### ACTIONS TO TAKE
[1] Answer these questions using the passage about kimchi:
(a) During which season were the greatest varieties of kimchi traditionally available?
(b) Where was kimchi stored in preparation for the long winter months?
(c) What word did the writer's colleagues in Seoul shout when taking photos?
[2] Carry the passage about kimchi further, picking up after its final sentence.

### PAGE TEXT
═══
I hated it , hated it, hated it….. then one day… BAM! I loved it!
(Don’t ask me how the transition occurred. It just did. And now I am a Kimchi fan. I truly am).
I like wrapping my BBQ meat in Green leafy cabbage with one layer of sizzling fatty Medium rare beef and tonnes of kimchi and stuffing the whole damn thing into my mouth. Gorgeous.
Traditionally, the greatest varieties of kimchi were available during the winter. In preparation for the long winter months they were stored in the ground in large kimchi pots. Women often gather together in each others’ homes to help with winter kimchi preparations… hmm i wonder if they went home smelling like Kimchi after toiling over that large old pot. How sexy. “Darling get ur cute lil kimchi ass over here… rite now!”
Anyway, one other thing I noticed when I was in Seoul was how my colleagues use to take photos and shout “kimchi” ! in the same way as English speakers tend to use the word “cheese”. (So I guess in Malaysia they should really shout “durian” or “belacan”!.. right, since its so bloody smelly).
═══
Excerpts from point annotation data:
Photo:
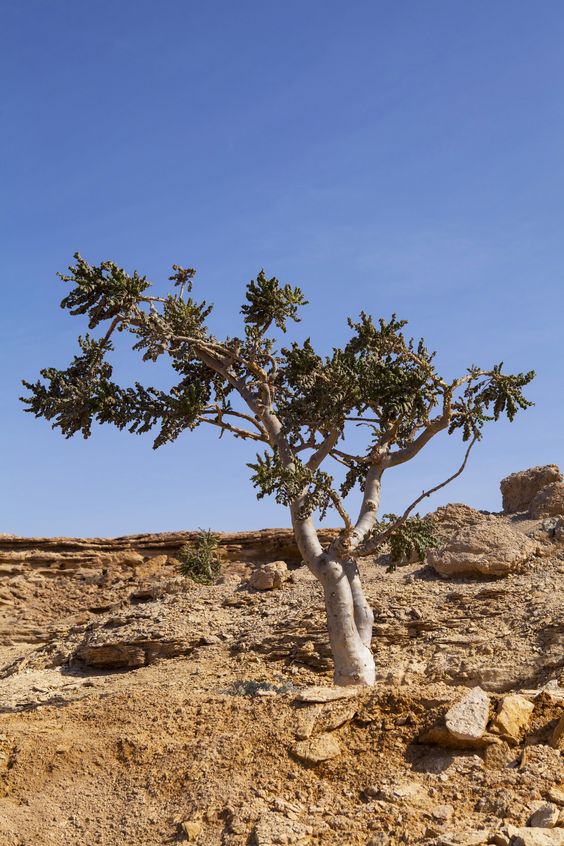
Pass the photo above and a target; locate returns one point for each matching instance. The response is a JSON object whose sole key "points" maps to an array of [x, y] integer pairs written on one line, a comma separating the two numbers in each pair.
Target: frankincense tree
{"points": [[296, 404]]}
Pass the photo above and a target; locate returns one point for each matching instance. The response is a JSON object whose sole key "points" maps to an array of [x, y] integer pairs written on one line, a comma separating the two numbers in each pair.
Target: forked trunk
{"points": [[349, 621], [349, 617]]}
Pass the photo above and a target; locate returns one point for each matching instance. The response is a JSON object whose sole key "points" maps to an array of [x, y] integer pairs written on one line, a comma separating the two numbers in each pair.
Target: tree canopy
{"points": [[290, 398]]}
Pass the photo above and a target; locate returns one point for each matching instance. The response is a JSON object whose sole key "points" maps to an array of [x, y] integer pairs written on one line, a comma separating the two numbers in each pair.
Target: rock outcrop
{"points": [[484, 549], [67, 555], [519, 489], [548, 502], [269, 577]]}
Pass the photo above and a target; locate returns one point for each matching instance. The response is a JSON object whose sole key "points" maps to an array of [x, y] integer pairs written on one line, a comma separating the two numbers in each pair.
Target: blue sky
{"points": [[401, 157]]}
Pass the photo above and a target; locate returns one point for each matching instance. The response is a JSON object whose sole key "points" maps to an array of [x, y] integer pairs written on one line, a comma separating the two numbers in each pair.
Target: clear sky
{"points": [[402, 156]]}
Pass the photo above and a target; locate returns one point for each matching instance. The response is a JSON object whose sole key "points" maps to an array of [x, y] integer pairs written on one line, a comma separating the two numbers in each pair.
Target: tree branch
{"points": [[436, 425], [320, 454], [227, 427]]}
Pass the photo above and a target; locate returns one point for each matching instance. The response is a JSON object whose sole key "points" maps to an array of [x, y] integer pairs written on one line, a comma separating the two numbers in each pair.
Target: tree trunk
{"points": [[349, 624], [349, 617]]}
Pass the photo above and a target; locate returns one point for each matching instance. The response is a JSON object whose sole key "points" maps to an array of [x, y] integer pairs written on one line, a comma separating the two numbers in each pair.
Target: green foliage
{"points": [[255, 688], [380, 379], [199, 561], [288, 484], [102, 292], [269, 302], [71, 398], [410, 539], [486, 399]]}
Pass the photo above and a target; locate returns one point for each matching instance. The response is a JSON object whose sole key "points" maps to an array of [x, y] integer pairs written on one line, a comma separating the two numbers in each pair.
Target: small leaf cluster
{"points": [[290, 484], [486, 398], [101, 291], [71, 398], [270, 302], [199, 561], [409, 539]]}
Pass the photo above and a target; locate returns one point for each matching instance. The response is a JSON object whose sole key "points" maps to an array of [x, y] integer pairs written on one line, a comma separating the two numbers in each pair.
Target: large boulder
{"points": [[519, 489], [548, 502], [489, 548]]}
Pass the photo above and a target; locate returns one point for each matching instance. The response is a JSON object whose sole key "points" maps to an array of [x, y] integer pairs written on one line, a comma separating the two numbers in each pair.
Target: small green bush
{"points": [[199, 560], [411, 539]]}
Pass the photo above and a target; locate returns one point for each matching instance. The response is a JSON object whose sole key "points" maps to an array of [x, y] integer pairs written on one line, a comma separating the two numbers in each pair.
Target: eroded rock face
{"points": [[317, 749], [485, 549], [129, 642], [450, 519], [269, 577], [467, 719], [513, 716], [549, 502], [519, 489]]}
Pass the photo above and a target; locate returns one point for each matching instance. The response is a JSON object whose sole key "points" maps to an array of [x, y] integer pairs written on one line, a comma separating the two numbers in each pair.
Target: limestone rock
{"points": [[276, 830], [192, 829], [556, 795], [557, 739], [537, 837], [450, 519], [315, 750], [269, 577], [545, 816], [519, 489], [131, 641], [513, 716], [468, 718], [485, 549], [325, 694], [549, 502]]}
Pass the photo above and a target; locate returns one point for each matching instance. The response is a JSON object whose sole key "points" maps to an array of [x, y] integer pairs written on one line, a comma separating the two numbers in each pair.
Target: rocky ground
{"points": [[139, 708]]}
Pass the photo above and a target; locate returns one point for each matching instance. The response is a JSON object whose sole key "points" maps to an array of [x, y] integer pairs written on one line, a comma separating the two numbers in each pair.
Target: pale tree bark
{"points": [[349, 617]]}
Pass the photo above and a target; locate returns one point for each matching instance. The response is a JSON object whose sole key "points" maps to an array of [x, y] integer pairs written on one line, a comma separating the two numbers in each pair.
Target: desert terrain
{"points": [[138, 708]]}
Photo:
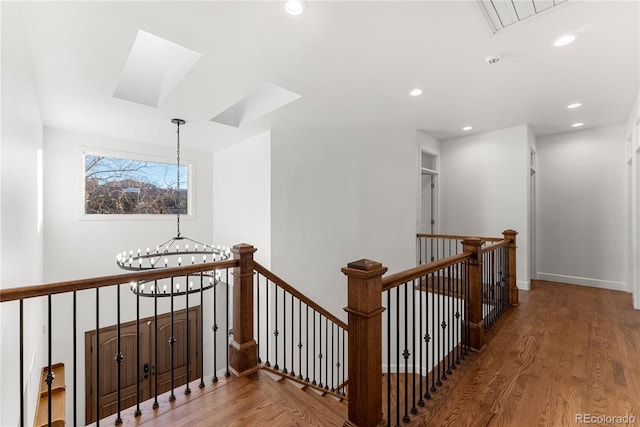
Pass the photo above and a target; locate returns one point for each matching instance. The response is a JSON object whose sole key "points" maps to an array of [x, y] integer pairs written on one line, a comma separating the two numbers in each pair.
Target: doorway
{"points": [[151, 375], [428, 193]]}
═══
### SET OF ANSWERS
[1]
(a) Winter.
(b) In the ground, in large kimchi pots.
(c) "Kimchi."

[2]
I told another Korean friend I liked kimchi. She said “what kind?” , and proceeded to name 50 different subtypes of Kimchi and that’s when I realised that I was truly out of my depth.
Man, these Koreans I tell ya.. they really do love their Kimchi.
Anyway, a huge must for me at any Korean BBQ, is always the Tongue…
Which reminds me of some really funny cow tongue-in-cheek i read the other day:
All I Need to Know About Life, I Learned from a Cow…
1. Wake up in a happy mooo-d.
2. Don’t cry over spilled milk.
3. Turn the udder cheek and mooo-ve on.
4. Seize every opportunity and milk it for all its worth!
5. It’s better to be seen and not herd.
6. Honor thy fodder and thy mother and all your udder
7. Never take any bull from anybody.
8. Don’t forget to cow-nt your blessings every day.
And last but not least…
Well, the food was bordering on lousy here – the right photo is a picture of ultra soggy glass noodles, and I therefore recommend you try the Korean in the older parts of Korean Town. We will probably go back to our usual haunts after this.
One hidden gem we did find though, was this Arabic Food Supply outlet called Altseer. The food is 100% halal and the olive bar is to die for! I had a field day picking out tonnes of fresh olives for me and my mom. Cumi doesn’t like olives .. so, more for me I say!
The men at this Arabic Food Outlet are really tall, dark and handsome. I am talking male model material here. They have luminous, flawless, ebony skin and are pleasant and friendly and smile all the time! See the photo:)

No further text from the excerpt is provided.